(Records contained in a dataset)
***

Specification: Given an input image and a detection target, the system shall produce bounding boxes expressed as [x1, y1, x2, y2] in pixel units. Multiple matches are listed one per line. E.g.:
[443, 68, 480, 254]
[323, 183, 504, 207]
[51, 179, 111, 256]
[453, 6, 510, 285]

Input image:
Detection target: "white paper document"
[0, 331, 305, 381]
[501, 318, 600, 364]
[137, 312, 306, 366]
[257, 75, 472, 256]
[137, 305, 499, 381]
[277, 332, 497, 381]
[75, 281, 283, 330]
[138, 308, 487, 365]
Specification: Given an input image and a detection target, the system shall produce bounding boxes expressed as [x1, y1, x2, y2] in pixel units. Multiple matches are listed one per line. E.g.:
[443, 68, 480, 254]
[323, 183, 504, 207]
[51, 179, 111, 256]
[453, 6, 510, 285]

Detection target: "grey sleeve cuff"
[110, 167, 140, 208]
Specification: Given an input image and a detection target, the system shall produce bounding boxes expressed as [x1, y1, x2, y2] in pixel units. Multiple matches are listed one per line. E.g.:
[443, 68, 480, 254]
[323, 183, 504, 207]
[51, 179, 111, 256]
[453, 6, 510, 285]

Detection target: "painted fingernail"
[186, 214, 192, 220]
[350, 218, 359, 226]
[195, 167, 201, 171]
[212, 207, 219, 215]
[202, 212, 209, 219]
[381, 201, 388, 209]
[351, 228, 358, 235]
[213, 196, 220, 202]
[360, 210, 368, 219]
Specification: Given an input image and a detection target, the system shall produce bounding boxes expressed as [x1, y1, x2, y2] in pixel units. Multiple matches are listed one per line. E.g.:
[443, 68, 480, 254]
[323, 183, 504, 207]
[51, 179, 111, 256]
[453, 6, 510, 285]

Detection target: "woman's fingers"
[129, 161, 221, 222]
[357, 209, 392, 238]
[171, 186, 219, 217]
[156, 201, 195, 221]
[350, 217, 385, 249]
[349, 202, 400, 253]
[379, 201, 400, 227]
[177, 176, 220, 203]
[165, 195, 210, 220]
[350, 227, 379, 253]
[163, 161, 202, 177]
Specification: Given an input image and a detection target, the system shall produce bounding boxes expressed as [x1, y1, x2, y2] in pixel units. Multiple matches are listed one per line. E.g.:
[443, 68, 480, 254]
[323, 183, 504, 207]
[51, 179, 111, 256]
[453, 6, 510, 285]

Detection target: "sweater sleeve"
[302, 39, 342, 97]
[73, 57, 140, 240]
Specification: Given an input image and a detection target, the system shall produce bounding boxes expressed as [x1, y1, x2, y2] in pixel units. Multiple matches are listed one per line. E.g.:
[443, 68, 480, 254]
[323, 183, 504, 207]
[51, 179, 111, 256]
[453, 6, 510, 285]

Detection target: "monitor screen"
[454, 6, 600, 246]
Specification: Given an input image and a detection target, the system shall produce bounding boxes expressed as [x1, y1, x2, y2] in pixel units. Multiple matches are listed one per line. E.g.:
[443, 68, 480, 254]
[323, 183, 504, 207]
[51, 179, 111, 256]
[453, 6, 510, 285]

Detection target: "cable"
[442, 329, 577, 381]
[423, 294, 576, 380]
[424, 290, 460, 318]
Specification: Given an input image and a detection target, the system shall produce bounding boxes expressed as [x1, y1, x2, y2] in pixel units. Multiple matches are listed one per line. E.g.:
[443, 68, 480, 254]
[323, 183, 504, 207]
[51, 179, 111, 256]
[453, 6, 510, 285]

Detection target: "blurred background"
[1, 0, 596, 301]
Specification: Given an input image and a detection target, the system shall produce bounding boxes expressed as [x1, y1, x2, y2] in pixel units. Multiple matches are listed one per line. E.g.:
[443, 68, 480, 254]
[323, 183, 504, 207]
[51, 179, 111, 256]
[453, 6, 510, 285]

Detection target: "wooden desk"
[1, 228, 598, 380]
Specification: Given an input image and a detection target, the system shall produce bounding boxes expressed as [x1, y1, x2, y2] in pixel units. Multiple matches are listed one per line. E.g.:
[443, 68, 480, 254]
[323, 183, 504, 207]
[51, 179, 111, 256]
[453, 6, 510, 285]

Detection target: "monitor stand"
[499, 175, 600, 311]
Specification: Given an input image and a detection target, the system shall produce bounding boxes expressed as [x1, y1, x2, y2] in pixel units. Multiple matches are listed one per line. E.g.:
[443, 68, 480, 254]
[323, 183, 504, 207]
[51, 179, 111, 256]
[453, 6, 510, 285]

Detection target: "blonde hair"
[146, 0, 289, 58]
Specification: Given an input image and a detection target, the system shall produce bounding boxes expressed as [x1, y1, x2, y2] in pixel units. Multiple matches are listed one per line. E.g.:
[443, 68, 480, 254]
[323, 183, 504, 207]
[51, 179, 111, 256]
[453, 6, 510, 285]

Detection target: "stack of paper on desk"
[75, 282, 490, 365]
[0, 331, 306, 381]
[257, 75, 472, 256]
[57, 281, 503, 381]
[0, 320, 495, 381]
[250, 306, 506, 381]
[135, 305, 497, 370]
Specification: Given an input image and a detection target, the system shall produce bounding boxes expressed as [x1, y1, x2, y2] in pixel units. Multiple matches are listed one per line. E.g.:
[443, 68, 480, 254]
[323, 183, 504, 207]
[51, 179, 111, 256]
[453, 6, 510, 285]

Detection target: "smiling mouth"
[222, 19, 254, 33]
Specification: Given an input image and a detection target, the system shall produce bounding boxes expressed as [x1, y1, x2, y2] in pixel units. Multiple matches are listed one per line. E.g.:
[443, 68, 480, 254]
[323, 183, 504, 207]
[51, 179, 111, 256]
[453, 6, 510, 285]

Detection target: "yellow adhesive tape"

***

**Work instructions**: Each entry shown above should be transcribed exactly as written.

**Answer space**:
Specification: Given an input image and a detection target, the system shall produce bounding boxes expressed as [x1, y1, x2, y2] in pixel units. Multiple matches are listed one per line. E.g.:
[443, 68, 480, 254]
[323, 183, 504, 207]
[51, 179, 111, 256]
[453, 6, 510, 285]

Input image:
Detection target: "white paper document"
[0, 331, 305, 381]
[501, 318, 600, 364]
[137, 312, 306, 366]
[257, 75, 472, 256]
[137, 305, 499, 381]
[277, 332, 497, 381]
[75, 281, 283, 330]
[138, 308, 487, 365]
Specification: Given an input image and a detection target, the system shall produce bounding boxes expressed as [x1, y1, x2, y2] in pixel units. Multiple matches are listed one per line. E.g.:
[443, 68, 480, 254]
[323, 183, 504, 207]
[51, 179, 111, 256]
[453, 6, 510, 285]

Detection target: "grey sleeve cuff"
[110, 167, 140, 208]
Specification: Given an input image and a detection target, the system shall produce bounding boxes expressed as [x1, y1, x2, y2] in pixel units. Multiple matches are listed one per line. E.g.:
[443, 68, 480, 254]
[323, 183, 504, 207]
[51, 179, 111, 256]
[453, 6, 510, 285]

Detection target: "painted fingernail"
[186, 214, 192, 220]
[350, 218, 359, 226]
[195, 167, 201, 171]
[212, 207, 219, 215]
[202, 212, 209, 219]
[381, 201, 388, 209]
[351, 228, 358, 235]
[213, 196, 220, 202]
[360, 210, 368, 219]
Specification: Given an input image and a detection target, the system shall produce bounding boxes expressed as [x1, y1, x2, y2] in pixel units. Multiple matches are listed one per line. E.g.:
[443, 68, 480, 254]
[323, 183, 504, 207]
[51, 179, 111, 256]
[453, 6, 510, 285]

Detection target: "woman's fingers"
[129, 161, 221, 222]
[357, 209, 392, 238]
[171, 186, 219, 217]
[156, 201, 195, 221]
[350, 217, 385, 249]
[349, 202, 400, 253]
[379, 201, 400, 227]
[177, 176, 220, 203]
[165, 195, 210, 220]
[350, 227, 379, 253]
[163, 161, 202, 177]
Specification: Given an input image and a detection target, the system shall produce bounding boxes expressed as [x1, y1, x2, y2] in pixel units. Multiple matches are listed one per line. E.g.:
[443, 68, 480, 254]
[323, 183, 504, 207]
[51, 179, 111, 256]
[453, 6, 510, 285]

Detection target: "sweater sleeve"
[302, 39, 342, 97]
[73, 57, 140, 240]
Specification: Given an input image and a detection target, the system shall produce bounding boxes expressed as [x1, y1, x2, y2] in pixel units. Multiple matches are listed one per line. E.g.:
[443, 68, 480, 254]
[323, 183, 504, 207]
[51, 179, 111, 256]
[453, 6, 510, 285]

Detection target: "monitor screen"
[454, 6, 600, 246]
Specification: Given an input image and a detection target, the system shall produce bounding boxes expressed as [x1, y1, x2, y2] in pixel units. Multiple matches are listed one per line. E.g.:
[443, 68, 480, 254]
[323, 183, 504, 207]
[51, 179, 111, 256]
[453, 6, 510, 285]

Detection target: "cable"
[442, 329, 577, 381]
[423, 294, 576, 380]
[424, 290, 460, 318]
Specification: Given an input image and a detection target, the system shall produce bounding boxes expressed as [x1, y1, x2, y2] in pixel units. Multiple matches are listed one per line. E.g.:
[443, 68, 480, 254]
[323, 183, 504, 207]
[51, 179, 111, 256]
[453, 6, 510, 285]

Detection target: "blurred background"
[1, 0, 596, 301]
Specification: Given an input image and a detection target, the system shall produce bounding boxes expressed as [x1, y1, x2, y2] in pixel units. Multiple matches are listed one per line. E.g.:
[443, 68, 480, 254]
[323, 183, 504, 207]
[51, 179, 111, 256]
[453, 6, 510, 285]

Detection target: "wooden desk"
[1, 228, 598, 380]
Specification: Given an input image and a detection target, the system shall produce bounding boxes expressed as [x1, y1, x2, y2] in pixel units. Multiple matches are listed one per line. E.g.:
[443, 68, 480, 254]
[323, 183, 504, 207]
[51, 179, 111, 256]
[453, 6, 510, 285]

Detection target: "monitor stand"
[499, 175, 600, 311]
Specification: Given an input image and a detection target, the system shall produce bounding boxes expressed as [x1, y1, x2, y2] in pixel units. Multiple matches are listed one per line. E.g.:
[443, 68, 480, 254]
[323, 183, 504, 207]
[51, 179, 111, 256]
[453, 6, 510, 285]

Detection target: "blonde hair"
[146, 0, 289, 58]
Specification: Given an input image and a detection target, the system shall produce bounding boxes expressed as [x1, y1, x2, y2] in pixel units. Multiple matches are listed one per line. E.g.:
[443, 68, 480, 254]
[323, 183, 504, 207]
[51, 179, 111, 256]
[453, 6, 510, 285]

Detection target: "stack of paper on desk"
[75, 282, 490, 365]
[0, 331, 306, 381]
[257, 75, 472, 256]
[57, 281, 503, 381]
[0, 320, 495, 381]
[250, 306, 506, 381]
[135, 305, 497, 370]
Specification: Given an input image and a detection target, the system shall produce bounding boxes expressed as [x1, y1, x2, y2] in pixel units. Multiple matches are listed one per line. E.g.:
[443, 68, 480, 254]
[323, 183, 504, 207]
[51, 179, 111, 256]
[453, 6, 510, 285]

Detection target: "smiling mouth"
[222, 19, 254, 33]
Specification: Given an input image and a detection target, the system shall produce bounding boxes expressed as [x1, y1, x2, y2] in pixel units. Multiple matches are listed one per line. E.g.:
[443, 68, 480, 254]
[323, 183, 504, 207]
[51, 179, 111, 256]
[453, 6, 510, 285]

Detection target: "yellow adhesive tape"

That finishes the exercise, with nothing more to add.